_Action item_
Where the word "clump" shows up in the entries below, please copy the whole line.

_Point-per-instance localization data_
● ● ●
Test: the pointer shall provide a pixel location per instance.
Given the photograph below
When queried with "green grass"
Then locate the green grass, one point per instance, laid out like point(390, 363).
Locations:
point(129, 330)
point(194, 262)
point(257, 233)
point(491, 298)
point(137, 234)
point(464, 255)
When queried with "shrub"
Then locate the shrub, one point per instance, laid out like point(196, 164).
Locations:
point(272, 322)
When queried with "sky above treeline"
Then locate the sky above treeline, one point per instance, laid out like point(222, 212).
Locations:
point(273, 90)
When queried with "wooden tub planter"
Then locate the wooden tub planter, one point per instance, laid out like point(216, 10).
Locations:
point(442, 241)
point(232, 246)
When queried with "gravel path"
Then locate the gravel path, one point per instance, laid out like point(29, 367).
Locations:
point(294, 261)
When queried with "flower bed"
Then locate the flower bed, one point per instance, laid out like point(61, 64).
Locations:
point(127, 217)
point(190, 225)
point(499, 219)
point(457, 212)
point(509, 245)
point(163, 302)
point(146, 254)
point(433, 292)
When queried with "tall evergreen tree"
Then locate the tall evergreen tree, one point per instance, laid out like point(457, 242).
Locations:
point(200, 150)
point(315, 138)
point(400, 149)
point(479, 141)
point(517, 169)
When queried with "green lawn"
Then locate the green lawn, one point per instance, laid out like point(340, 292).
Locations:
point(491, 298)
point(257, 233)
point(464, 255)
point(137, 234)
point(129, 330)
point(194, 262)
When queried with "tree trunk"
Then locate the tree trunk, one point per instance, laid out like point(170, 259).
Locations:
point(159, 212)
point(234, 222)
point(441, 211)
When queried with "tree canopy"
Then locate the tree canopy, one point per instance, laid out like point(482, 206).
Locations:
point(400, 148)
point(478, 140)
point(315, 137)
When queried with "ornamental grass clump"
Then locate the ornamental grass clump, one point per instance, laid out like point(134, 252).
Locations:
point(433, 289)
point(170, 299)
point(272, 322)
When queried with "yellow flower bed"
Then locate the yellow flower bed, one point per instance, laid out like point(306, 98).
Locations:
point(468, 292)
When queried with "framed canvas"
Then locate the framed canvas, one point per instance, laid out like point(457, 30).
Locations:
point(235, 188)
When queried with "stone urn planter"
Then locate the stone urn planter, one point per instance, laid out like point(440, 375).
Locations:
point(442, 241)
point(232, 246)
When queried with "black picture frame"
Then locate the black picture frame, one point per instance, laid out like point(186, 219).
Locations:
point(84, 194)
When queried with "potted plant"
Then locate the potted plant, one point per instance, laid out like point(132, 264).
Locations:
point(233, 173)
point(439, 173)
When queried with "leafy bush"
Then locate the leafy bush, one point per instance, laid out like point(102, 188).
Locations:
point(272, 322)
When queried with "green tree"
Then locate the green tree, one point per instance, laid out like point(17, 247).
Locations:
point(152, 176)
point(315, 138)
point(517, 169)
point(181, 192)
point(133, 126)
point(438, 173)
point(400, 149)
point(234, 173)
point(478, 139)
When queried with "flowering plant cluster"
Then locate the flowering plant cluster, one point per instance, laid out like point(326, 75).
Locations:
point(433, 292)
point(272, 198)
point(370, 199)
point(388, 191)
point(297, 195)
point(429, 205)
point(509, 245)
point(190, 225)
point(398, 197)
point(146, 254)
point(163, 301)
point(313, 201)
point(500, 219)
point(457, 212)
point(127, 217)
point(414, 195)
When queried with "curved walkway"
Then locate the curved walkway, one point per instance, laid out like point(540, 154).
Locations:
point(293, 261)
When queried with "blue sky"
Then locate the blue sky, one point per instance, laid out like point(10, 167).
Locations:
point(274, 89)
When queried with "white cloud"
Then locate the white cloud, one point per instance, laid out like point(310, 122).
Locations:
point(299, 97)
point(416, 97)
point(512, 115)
● ● ●
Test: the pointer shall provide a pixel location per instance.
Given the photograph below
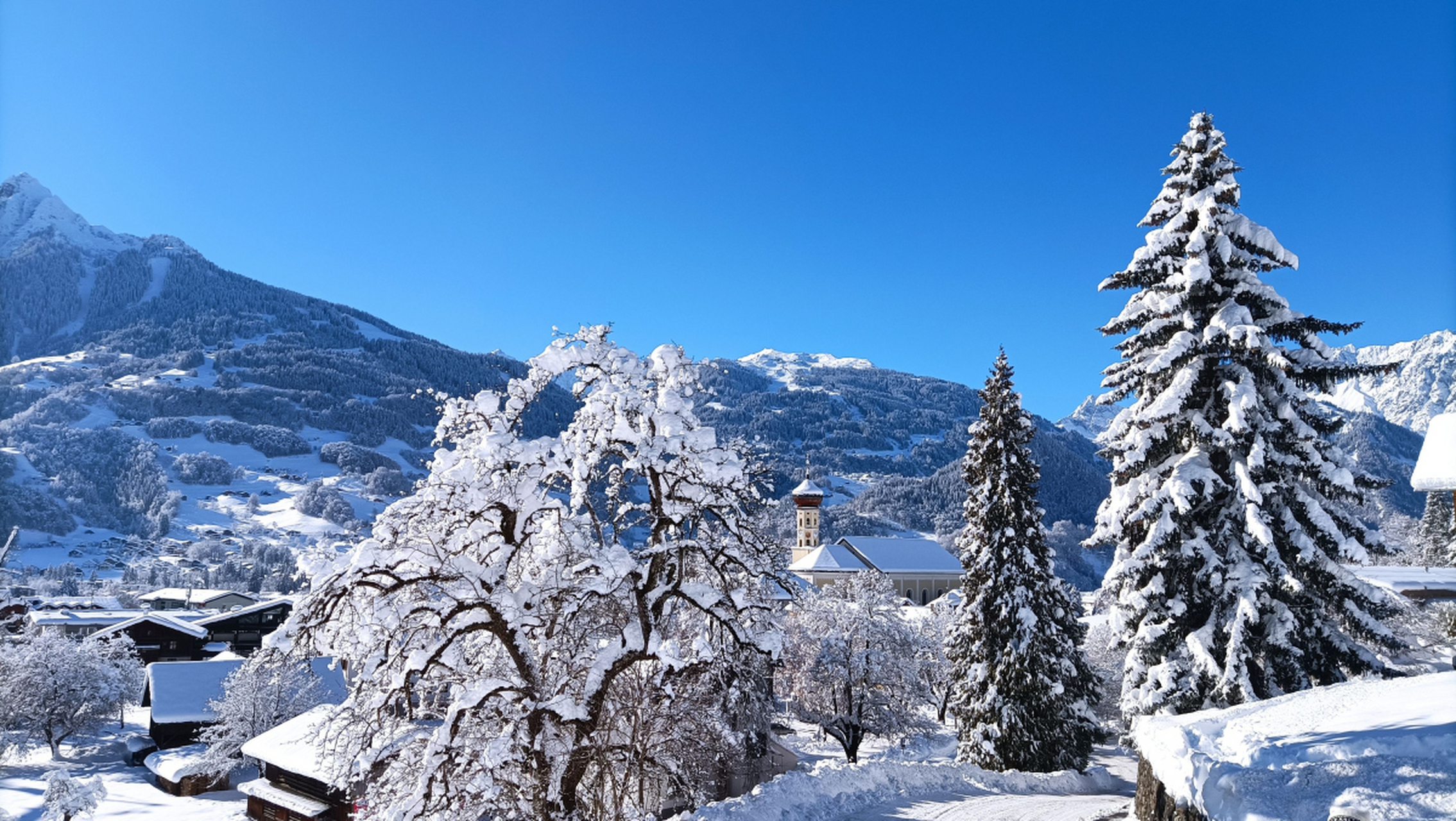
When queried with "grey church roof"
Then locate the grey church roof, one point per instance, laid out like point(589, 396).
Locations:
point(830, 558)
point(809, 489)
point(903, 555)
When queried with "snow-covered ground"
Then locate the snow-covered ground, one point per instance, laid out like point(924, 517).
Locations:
● ● ●
_Answer for this exercise_
When queried with "ornamental grass clump"
Then locate the ornamental grass clump, one point per instance, laid out like point(134, 252).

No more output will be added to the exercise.